> _Task statement_
Return, exactly, the line that contains "officer in tan" together with all lines after it to the end of the entries, and no further lines.

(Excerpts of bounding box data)
+++

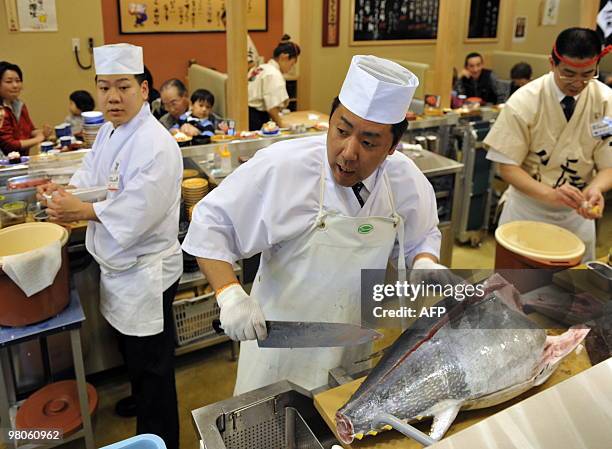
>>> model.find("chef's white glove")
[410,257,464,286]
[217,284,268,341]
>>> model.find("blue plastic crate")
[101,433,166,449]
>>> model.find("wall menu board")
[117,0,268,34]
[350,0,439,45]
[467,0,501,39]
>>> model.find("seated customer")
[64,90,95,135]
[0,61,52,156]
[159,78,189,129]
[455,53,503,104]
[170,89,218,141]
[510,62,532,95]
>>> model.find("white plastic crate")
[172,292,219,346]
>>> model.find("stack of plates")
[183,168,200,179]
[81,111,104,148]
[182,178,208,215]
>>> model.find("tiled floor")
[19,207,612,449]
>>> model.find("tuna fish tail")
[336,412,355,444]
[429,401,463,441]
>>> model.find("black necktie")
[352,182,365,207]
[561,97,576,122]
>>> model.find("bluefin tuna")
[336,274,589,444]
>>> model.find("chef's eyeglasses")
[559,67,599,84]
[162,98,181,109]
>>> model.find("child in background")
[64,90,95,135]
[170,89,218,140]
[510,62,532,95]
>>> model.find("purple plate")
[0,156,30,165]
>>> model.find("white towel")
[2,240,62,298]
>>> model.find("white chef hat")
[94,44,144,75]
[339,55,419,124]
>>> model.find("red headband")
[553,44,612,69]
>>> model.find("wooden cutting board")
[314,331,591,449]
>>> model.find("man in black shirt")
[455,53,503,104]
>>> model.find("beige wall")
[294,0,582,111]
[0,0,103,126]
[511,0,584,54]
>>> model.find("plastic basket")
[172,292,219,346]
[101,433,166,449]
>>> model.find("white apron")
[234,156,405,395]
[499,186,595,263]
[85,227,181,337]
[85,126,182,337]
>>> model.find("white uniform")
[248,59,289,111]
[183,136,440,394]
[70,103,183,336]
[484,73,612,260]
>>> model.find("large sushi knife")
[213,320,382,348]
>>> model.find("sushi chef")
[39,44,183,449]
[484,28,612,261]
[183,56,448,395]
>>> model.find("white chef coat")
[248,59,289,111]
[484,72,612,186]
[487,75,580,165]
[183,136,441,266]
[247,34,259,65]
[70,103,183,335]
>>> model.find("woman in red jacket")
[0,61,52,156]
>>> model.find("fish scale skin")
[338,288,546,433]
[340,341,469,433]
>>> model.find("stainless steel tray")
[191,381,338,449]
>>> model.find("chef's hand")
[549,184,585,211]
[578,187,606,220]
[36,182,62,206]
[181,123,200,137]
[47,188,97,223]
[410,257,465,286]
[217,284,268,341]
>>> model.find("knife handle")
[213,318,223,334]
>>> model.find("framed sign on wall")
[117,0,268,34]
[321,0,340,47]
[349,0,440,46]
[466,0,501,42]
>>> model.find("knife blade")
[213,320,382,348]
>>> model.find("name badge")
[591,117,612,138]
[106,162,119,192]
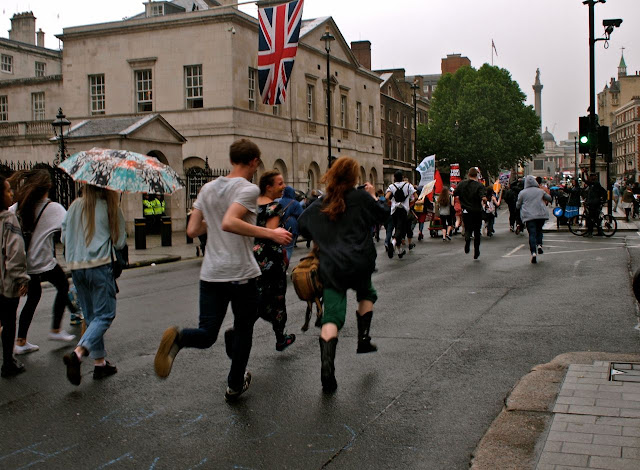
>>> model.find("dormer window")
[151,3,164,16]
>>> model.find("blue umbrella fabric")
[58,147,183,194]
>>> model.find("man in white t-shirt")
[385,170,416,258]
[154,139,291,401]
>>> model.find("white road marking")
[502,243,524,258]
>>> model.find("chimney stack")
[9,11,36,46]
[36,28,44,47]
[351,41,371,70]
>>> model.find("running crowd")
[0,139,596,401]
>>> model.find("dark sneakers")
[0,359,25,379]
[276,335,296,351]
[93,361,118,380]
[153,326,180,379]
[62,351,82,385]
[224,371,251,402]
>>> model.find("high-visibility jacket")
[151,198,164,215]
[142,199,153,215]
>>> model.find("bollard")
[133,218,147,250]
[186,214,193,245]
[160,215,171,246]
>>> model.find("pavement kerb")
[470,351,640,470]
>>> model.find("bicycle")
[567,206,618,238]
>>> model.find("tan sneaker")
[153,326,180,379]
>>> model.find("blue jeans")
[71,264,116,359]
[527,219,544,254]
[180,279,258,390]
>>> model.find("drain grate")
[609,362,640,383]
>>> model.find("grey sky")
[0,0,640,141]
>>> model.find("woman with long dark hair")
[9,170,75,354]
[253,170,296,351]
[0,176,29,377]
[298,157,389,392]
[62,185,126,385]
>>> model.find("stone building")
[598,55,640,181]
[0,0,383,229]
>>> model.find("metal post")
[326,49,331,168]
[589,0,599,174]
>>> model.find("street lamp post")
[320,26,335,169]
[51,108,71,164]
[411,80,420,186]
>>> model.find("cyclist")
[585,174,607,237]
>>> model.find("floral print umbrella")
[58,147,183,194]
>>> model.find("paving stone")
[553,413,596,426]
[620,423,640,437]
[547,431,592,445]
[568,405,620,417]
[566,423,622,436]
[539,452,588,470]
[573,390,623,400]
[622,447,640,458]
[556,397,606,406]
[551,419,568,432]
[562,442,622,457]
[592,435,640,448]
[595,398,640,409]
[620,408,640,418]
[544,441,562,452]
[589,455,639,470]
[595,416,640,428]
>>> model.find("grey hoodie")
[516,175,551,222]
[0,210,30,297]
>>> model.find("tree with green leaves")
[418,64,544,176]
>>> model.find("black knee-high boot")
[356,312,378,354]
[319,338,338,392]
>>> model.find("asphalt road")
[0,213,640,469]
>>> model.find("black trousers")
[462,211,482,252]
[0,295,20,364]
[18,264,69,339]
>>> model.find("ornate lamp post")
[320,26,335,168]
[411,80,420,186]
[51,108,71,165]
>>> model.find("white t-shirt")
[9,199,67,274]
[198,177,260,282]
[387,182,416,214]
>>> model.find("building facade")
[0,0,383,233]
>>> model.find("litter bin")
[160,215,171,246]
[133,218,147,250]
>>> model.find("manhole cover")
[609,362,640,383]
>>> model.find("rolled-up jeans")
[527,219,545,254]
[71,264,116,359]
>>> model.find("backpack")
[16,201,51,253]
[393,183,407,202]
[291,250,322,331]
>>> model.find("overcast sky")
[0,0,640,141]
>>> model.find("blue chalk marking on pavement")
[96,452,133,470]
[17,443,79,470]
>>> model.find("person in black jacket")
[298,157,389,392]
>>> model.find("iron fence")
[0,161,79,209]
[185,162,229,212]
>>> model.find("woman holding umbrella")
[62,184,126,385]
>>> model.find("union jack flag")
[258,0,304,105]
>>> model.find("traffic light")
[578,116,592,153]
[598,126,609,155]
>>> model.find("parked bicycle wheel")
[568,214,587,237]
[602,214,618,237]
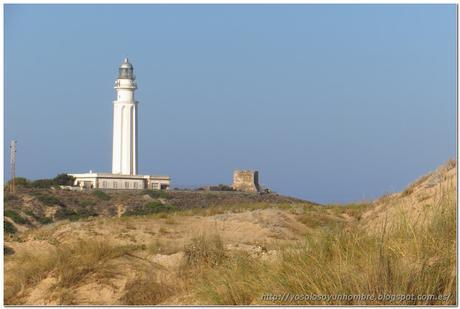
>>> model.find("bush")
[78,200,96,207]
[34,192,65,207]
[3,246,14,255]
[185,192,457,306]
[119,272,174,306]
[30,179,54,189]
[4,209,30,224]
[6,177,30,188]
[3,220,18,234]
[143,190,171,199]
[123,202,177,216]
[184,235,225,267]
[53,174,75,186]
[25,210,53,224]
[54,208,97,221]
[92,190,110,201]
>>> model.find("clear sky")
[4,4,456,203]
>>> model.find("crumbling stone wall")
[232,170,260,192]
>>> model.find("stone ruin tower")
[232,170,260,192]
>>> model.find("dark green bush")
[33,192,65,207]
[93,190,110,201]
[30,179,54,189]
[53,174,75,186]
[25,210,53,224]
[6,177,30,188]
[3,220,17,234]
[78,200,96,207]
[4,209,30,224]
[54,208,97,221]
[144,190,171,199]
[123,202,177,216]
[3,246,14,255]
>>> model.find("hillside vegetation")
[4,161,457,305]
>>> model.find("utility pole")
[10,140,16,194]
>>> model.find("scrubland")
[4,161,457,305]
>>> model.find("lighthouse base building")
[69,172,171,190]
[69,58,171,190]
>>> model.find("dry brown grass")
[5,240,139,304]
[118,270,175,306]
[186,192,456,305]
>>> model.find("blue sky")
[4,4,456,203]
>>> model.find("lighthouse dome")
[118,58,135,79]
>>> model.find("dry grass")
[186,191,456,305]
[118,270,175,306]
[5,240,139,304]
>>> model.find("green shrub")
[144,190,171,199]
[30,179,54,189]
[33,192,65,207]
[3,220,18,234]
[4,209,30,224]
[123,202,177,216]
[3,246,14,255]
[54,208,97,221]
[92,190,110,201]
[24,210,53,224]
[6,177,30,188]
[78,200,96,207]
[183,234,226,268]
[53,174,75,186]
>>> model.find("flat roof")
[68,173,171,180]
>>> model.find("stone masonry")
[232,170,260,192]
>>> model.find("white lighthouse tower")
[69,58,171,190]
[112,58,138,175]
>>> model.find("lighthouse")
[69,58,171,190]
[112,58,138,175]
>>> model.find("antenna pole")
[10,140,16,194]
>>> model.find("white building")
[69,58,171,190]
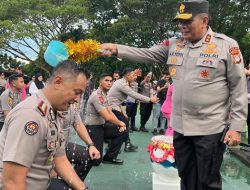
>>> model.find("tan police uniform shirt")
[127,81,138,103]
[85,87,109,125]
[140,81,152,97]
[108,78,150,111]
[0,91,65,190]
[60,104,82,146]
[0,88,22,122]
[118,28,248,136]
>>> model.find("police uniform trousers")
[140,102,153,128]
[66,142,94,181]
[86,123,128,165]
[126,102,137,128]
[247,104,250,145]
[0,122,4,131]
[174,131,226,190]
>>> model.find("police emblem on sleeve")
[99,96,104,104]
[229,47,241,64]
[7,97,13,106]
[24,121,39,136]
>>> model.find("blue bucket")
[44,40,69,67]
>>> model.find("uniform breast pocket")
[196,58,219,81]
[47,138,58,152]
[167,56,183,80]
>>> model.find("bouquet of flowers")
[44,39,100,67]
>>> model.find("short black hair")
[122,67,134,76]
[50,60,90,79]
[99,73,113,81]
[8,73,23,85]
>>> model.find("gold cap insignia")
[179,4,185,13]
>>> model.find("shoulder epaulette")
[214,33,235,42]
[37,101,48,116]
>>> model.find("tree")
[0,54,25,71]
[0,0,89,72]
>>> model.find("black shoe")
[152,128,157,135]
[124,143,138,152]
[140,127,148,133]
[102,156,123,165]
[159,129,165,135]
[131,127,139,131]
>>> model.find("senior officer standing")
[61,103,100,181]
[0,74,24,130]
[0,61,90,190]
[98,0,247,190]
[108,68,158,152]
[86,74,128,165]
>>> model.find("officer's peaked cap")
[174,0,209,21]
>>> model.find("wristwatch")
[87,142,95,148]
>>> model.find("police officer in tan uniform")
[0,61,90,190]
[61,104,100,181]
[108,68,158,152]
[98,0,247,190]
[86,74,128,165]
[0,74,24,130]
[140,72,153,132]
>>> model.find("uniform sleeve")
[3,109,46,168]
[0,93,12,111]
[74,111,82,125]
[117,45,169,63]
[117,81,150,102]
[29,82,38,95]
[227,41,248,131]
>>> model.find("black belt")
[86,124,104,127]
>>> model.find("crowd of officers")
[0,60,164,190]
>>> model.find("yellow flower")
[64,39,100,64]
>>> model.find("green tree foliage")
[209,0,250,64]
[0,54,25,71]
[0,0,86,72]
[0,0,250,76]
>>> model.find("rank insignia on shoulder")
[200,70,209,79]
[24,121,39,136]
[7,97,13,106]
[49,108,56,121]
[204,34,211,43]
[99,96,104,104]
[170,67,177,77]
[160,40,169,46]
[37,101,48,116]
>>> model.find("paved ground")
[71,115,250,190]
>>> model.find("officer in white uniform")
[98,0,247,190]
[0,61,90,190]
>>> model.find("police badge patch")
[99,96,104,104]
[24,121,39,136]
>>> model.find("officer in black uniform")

+++

> _Task answer_
>>> model.find("police officer in tan uniform")
[0,61,90,190]
[61,104,100,181]
[108,68,158,152]
[98,0,247,190]
[86,74,128,165]
[0,74,24,130]
[140,72,153,132]
>>> model.find("uniform sleeve")
[3,109,46,168]
[0,93,12,111]
[74,111,82,125]
[117,45,169,63]
[117,81,150,102]
[29,82,38,95]
[227,41,248,131]
>>> model.find("black belt")
[86,124,104,127]
>>> model.find("crowd of officers")
[0,60,164,190]
>>> model.find("yellow flower")
[64,39,100,64]
>>> model.find("green tree foliage")
[209,0,250,64]
[0,54,25,71]
[0,0,86,72]
[0,0,250,76]
>>> model.find("rank insignia on shoulder")
[200,70,209,79]
[24,121,39,136]
[7,97,13,106]
[49,108,56,121]
[204,34,211,43]
[99,96,104,104]
[170,67,177,77]
[160,40,169,46]
[37,101,48,116]
>>> model.find("paved ground")
[71,115,250,190]
>>> model.find("officer in white uniform")
[98,0,247,190]
[0,61,90,190]
>>> model.find("police badge patch")
[99,96,104,104]
[24,121,39,136]
>>> model.find("officer in black uniform")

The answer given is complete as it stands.